» Brief
When you reach the line that contains "Find the window trim;" in the data below, start reproducing lines exactly, and stop after the line that contains "Find the ceiling fan blade;".

──────── Study material

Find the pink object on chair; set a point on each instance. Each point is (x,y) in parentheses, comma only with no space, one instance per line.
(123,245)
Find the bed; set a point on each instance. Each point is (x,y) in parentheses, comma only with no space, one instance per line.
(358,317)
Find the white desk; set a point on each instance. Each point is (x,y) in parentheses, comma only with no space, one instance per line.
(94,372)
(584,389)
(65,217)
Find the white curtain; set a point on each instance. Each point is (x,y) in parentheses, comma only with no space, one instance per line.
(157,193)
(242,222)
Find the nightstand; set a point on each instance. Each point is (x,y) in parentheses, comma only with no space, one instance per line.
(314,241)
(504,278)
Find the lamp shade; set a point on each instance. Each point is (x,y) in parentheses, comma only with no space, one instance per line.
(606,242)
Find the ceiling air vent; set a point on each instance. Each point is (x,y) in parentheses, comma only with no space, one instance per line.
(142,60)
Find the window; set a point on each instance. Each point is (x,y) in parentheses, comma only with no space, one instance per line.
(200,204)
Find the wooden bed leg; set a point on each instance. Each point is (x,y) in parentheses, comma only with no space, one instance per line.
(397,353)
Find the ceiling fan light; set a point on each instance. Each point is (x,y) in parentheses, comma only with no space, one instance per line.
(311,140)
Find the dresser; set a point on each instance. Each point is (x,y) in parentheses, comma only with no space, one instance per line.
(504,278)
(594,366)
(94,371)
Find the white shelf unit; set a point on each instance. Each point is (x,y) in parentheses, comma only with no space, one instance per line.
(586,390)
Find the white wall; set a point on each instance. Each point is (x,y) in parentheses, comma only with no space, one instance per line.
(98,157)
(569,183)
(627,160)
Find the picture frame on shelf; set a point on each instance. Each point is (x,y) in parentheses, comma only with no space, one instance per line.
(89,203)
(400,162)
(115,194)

────────────────
──────── Study material

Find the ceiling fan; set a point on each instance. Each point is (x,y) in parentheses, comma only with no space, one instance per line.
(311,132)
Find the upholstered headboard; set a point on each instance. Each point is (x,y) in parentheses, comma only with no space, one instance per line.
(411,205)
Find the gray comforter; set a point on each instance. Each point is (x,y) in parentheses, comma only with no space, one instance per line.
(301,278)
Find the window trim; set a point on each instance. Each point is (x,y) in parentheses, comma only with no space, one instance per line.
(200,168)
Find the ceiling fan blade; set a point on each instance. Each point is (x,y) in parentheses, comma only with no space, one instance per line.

────────────────

» Result for this exercise
Find the window trim; set a point on each instance. Each point is (x,y) in parentheses, comma only with no space, one instance per line.
(200,168)
Find the ceiling fan blade; set a point on each instance. Each point is (x,y) in parentheses, comma only with no space, one instance per line.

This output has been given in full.